Copy out the lines in the items below word for word, from the line holding "of the concrete" through the final line of the items, both ends included.

====

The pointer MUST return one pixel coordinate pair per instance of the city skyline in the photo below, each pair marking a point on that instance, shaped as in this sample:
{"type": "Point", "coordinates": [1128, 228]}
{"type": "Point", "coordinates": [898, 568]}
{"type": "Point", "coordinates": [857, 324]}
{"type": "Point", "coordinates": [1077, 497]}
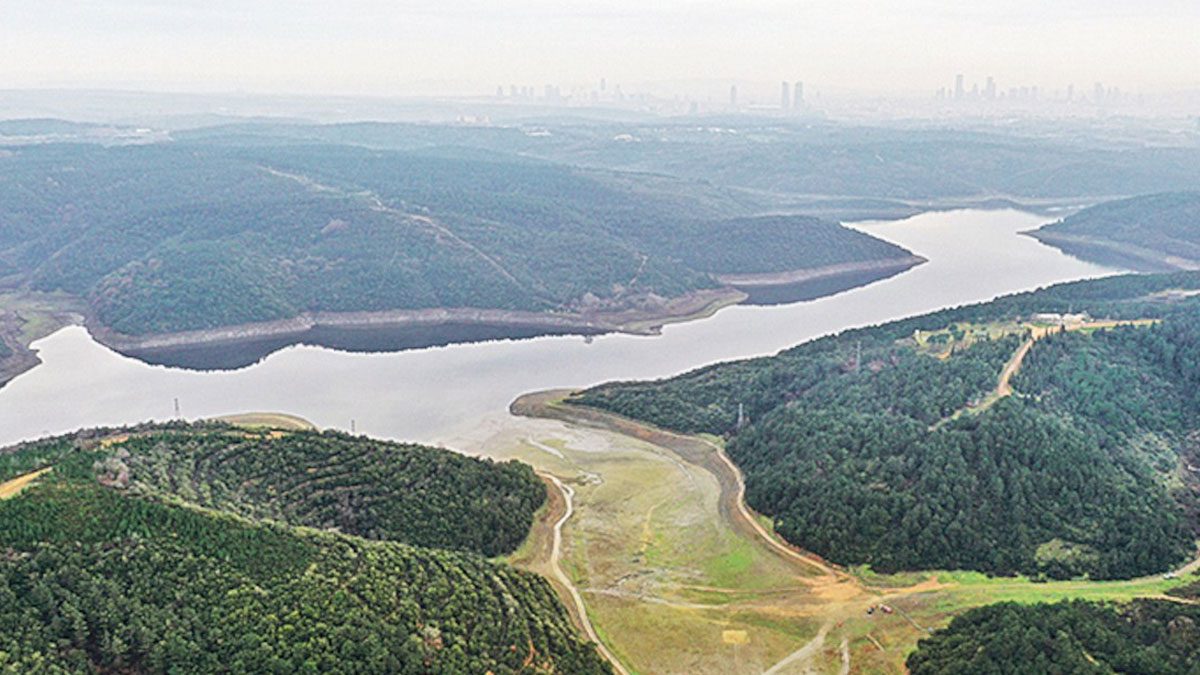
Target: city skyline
{"type": "Point", "coordinates": [467, 46]}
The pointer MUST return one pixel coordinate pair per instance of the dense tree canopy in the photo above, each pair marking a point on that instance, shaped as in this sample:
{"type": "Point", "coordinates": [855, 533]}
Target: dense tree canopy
{"type": "Point", "coordinates": [1143, 637]}
{"type": "Point", "coordinates": [906, 460]}
{"type": "Point", "coordinates": [130, 555]}
{"type": "Point", "coordinates": [207, 233]}
{"type": "Point", "coordinates": [1152, 232]}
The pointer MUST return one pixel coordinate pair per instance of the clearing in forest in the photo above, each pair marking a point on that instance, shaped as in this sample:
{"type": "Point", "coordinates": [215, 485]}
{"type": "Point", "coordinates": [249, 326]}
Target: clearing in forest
{"type": "Point", "coordinates": [12, 488]}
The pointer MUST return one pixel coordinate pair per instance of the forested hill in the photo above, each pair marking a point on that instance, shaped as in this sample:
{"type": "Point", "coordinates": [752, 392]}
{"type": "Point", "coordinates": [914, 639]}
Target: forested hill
{"type": "Point", "coordinates": [1151, 233]}
{"type": "Point", "coordinates": [919, 454]}
{"type": "Point", "coordinates": [135, 554]}
{"type": "Point", "coordinates": [203, 234]}
{"type": "Point", "coordinates": [1073, 637]}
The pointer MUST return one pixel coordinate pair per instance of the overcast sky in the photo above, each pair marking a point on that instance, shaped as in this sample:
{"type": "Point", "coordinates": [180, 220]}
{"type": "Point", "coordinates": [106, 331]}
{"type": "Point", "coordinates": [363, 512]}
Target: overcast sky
{"type": "Point", "coordinates": [397, 46]}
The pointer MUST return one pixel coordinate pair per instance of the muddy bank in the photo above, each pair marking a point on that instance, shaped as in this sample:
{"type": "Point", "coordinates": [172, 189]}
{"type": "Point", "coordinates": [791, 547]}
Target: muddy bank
{"type": "Point", "coordinates": [798, 286]}
{"type": "Point", "coordinates": [1114, 254]}
{"type": "Point", "coordinates": [238, 346]}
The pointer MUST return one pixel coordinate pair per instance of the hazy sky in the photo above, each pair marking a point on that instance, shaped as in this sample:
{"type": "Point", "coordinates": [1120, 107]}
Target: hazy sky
{"type": "Point", "coordinates": [397, 46]}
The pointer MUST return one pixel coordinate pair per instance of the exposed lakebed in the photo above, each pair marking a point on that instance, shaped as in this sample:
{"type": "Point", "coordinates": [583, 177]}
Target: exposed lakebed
{"type": "Point", "coordinates": [430, 394]}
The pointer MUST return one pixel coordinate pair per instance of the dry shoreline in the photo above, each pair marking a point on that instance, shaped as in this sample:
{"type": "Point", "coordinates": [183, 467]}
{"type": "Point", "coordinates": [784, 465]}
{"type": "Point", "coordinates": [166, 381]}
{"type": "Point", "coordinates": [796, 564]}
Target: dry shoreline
{"type": "Point", "coordinates": [637, 321]}
{"type": "Point", "coordinates": [699, 304]}
{"type": "Point", "coordinates": [1104, 251]}
{"type": "Point", "coordinates": [820, 273]}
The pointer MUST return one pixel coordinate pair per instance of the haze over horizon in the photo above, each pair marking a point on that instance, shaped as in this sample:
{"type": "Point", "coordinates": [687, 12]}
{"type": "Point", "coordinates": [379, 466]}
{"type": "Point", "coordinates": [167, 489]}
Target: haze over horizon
{"type": "Point", "coordinates": [376, 47]}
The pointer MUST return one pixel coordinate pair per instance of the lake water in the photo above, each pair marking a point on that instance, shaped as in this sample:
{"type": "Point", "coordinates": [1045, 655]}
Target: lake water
{"type": "Point", "coordinates": [433, 394]}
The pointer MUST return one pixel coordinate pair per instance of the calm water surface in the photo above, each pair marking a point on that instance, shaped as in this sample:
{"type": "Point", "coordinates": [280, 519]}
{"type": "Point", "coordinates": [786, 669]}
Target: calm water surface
{"type": "Point", "coordinates": [432, 394]}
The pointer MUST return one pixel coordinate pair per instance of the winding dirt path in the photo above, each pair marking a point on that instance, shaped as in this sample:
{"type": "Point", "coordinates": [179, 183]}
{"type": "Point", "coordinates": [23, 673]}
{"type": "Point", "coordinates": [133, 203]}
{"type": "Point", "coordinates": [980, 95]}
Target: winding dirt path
{"type": "Point", "coordinates": [556, 551]}
{"type": "Point", "coordinates": [11, 488]}
{"type": "Point", "coordinates": [804, 653]}
{"type": "Point", "coordinates": [695, 451]}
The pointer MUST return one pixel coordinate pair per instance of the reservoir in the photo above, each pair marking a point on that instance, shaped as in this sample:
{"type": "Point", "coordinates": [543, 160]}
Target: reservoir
{"type": "Point", "coordinates": [435, 393]}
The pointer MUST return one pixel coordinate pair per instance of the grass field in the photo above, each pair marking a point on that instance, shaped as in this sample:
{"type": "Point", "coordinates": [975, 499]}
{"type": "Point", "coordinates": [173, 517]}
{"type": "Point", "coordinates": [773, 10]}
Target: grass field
{"type": "Point", "coordinates": [12, 488]}
{"type": "Point", "coordinates": [268, 420]}
{"type": "Point", "coordinates": [673, 585]}
{"type": "Point", "coordinates": [25, 317]}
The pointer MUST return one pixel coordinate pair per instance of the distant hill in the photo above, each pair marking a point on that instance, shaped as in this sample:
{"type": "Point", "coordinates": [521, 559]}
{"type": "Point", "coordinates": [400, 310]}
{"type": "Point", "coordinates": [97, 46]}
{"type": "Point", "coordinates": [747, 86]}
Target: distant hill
{"type": "Point", "coordinates": [193, 549]}
{"type": "Point", "coordinates": [209, 234]}
{"type": "Point", "coordinates": [1149, 233]}
{"type": "Point", "coordinates": [811, 159]}
{"type": "Point", "coordinates": [983, 437]}
{"type": "Point", "coordinates": [1072, 637]}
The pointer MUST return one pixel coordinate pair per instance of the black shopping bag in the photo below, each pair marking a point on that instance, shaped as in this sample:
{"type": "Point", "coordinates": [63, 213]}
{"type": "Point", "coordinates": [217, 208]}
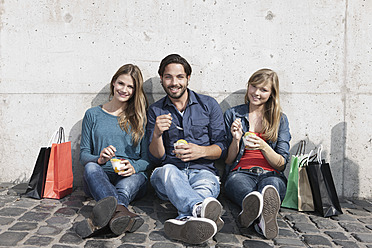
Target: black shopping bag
{"type": "Point", "coordinates": [35, 188]}
{"type": "Point", "coordinates": [325, 197]}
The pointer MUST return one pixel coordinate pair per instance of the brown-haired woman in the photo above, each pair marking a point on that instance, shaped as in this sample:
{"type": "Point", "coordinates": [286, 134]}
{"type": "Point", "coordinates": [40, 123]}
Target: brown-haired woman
{"type": "Point", "coordinates": [255, 161]}
{"type": "Point", "coordinates": [115, 129]}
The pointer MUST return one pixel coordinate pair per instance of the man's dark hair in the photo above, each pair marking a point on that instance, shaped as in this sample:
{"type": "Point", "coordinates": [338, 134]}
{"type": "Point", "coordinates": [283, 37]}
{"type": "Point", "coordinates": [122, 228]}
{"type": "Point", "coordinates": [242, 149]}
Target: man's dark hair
{"type": "Point", "coordinates": [174, 59]}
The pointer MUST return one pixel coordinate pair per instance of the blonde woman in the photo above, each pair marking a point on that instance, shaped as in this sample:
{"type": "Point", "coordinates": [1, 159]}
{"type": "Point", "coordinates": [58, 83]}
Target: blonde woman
{"type": "Point", "coordinates": [115, 129]}
{"type": "Point", "coordinates": [255, 161]}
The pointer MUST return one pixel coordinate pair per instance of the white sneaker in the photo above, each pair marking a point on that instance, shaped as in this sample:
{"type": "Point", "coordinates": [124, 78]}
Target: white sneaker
{"type": "Point", "coordinates": [251, 208]}
{"type": "Point", "coordinates": [190, 229]}
{"type": "Point", "coordinates": [211, 209]}
{"type": "Point", "coordinates": [271, 206]}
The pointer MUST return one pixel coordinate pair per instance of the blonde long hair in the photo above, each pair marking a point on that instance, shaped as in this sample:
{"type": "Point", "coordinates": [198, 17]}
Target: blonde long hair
{"type": "Point", "coordinates": [272, 110]}
{"type": "Point", "coordinates": [133, 117]}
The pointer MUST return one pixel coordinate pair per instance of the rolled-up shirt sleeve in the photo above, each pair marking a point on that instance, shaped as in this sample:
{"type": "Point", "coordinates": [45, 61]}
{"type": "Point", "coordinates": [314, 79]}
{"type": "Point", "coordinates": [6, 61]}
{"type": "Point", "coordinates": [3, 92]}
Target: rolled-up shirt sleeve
{"type": "Point", "coordinates": [217, 132]}
{"type": "Point", "coordinates": [151, 119]}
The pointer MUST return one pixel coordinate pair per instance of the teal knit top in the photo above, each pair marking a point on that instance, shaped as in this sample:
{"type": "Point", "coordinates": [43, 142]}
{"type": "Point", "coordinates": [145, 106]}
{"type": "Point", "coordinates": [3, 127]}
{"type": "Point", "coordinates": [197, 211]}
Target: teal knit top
{"type": "Point", "coordinates": [101, 129]}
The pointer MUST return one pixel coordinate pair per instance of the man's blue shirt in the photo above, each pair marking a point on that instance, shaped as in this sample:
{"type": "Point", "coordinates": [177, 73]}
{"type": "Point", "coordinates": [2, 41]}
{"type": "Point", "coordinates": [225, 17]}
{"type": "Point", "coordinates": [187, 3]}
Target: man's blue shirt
{"type": "Point", "coordinates": [202, 124]}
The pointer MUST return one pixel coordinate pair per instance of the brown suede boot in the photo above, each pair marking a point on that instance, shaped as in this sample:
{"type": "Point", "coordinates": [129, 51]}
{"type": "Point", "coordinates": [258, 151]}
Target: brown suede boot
{"type": "Point", "coordinates": [125, 221]}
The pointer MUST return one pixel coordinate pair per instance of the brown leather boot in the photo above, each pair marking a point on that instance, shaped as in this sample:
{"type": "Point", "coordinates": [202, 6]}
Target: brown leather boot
{"type": "Point", "coordinates": [124, 221]}
{"type": "Point", "coordinates": [101, 215]}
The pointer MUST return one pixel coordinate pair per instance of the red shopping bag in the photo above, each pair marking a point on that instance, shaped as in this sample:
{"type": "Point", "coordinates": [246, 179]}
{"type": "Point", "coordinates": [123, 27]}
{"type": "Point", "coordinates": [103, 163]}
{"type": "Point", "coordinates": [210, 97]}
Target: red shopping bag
{"type": "Point", "coordinates": [59, 177]}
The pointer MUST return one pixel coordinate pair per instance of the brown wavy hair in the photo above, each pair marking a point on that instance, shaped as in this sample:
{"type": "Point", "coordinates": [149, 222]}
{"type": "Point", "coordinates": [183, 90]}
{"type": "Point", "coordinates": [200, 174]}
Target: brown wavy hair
{"type": "Point", "coordinates": [133, 118]}
{"type": "Point", "coordinates": [272, 110]}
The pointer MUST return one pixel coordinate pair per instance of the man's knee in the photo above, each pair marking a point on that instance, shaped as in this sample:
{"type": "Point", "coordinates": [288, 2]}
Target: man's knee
{"type": "Point", "coordinates": [91, 168]}
{"type": "Point", "coordinates": [164, 172]}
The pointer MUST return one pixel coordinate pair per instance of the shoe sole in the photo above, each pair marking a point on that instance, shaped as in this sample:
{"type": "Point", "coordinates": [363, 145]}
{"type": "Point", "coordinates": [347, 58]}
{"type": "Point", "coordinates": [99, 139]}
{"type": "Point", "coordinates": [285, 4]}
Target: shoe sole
{"type": "Point", "coordinates": [195, 231]}
{"type": "Point", "coordinates": [137, 223]}
{"type": "Point", "coordinates": [120, 225]}
{"type": "Point", "coordinates": [270, 211]}
{"type": "Point", "coordinates": [211, 209]}
{"type": "Point", "coordinates": [247, 216]}
{"type": "Point", "coordinates": [103, 211]}
{"type": "Point", "coordinates": [219, 223]}
{"type": "Point", "coordinates": [101, 215]}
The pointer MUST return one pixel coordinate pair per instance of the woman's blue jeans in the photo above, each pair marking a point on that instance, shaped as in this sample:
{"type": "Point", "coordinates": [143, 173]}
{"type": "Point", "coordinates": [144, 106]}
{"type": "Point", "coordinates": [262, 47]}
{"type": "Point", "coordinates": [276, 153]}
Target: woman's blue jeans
{"type": "Point", "coordinates": [184, 188]}
{"type": "Point", "coordinates": [240, 183]}
{"type": "Point", "coordinates": [100, 184]}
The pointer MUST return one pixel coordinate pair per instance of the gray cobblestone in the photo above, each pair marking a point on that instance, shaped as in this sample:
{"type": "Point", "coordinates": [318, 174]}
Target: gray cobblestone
{"type": "Point", "coordinates": [354, 227]}
{"type": "Point", "coordinates": [365, 220]}
{"type": "Point", "coordinates": [345, 244]}
{"type": "Point", "coordinates": [358, 212]}
{"type": "Point", "coordinates": [5, 221]}
{"type": "Point", "coordinates": [11, 238]}
{"type": "Point", "coordinates": [305, 228]}
{"type": "Point", "coordinates": [50, 223]}
{"type": "Point", "coordinates": [226, 238]}
{"type": "Point", "coordinates": [337, 235]}
{"type": "Point", "coordinates": [255, 244]}
{"type": "Point", "coordinates": [288, 242]}
{"type": "Point", "coordinates": [313, 240]}
{"type": "Point", "coordinates": [363, 237]}
{"type": "Point", "coordinates": [34, 216]}
{"type": "Point", "coordinates": [65, 212]}
{"type": "Point", "coordinates": [134, 238]}
{"type": "Point", "coordinates": [324, 223]}
{"type": "Point", "coordinates": [48, 230]}
{"type": "Point", "coordinates": [39, 241]}
{"type": "Point", "coordinates": [12, 211]}
{"type": "Point", "coordinates": [23, 226]}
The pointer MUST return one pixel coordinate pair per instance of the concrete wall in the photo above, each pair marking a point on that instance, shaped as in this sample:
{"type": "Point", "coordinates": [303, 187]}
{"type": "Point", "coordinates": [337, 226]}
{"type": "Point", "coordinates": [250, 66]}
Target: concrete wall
{"type": "Point", "coordinates": [57, 58]}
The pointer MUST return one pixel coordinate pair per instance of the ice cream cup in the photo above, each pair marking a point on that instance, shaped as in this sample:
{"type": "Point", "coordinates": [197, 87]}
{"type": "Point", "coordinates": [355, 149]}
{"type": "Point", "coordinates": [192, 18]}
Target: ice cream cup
{"type": "Point", "coordinates": [116, 164]}
{"type": "Point", "coordinates": [246, 142]}
{"type": "Point", "coordinates": [178, 143]}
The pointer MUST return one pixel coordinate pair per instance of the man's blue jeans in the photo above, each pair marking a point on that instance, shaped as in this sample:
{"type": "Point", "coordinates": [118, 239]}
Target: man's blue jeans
{"type": "Point", "coordinates": [100, 184]}
{"type": "Point", "coordinates": [184, 188]}
{"type": "Point", "coordinates": [240, 183]}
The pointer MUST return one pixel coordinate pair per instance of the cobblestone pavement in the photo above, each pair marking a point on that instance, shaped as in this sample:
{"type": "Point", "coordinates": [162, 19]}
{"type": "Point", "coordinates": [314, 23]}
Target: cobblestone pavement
{"type": "Point", "coordinates": [26, 222]}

====

> [REPLY TO THE TASK]
The pointer MUST return one pixel coordinate pair per instance of the concrete wall in the photo above, each pair marking a point on that instance, shaped as in this sample:
{"type": "Point", "coordinates": [303, 187]}
{"type": "Point", "coordinates": [337, 226]}
{"type": "Point", "coordinates": [250, 66]}
Target: concrete wall
{"type": "Point", "coordinates": [57, 58]}
The pointer MUST return one pixel coordinate pair per instance of the ice cream cup in the photo above, each pair marking a point on that instance, shaped as in this sample:
{"type": "Point", "coordinates": [197, 87]}
{"type": "Point", "coordinates": [355, 149]}
{"type": "Point", "coordinates": [192, 18]}
Target: ice cream cup
{"type": "Point", "coordinates": [116, 164]}
{"type": "Point", "coordinates": [246, 142]}
{"type": "Point", "coordinates": [178, 143]}
The pointer MUST return one pixel coordinate pair per instance of the man's blue jeans in the photo above, each pair marking a point on that instance, shaped as in this sample:
{"type": "Point", "coordinates": [118, 239]}
Target: man's blue jeans
{"type": "Point", "coordinates": [100, 184]}
{"type": "Point", "coordinates": [184, 188]}
{"type": "Point", "coordinates": [240, 183]}
The pointer MUST return one pixel coordinate pair per instance of the cobblestone pavement in the photo above, each pair marking a point on that instance, shaped as in this sample:
{"type": "Point", "coordinates": [162, 19]}
{"type": "Point", "coordinates": [314, 23]}
Target: cobblestone pavement
{"type": "Point", "coordinates": [26, 222]}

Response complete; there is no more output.